== WHAT TO WORK ON ==
Please turn the material below into a two-column CSV with the headers request and answer, giving one row per request. Place each request's text and its answer in their own quoted fields, and replace any line breaks with spaces.

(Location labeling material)
----

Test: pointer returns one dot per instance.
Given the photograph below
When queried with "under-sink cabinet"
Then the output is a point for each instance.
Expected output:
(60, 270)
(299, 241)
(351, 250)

----

== REPLY TO THE TASK ==
request,answer
"Test: pointer returns one dot per instance. Given the photograph below When queried with ""under-sink cabinet"" Then the output is a point for each instance. Expected output:","(60, 270) (299, 241) (351, 250)"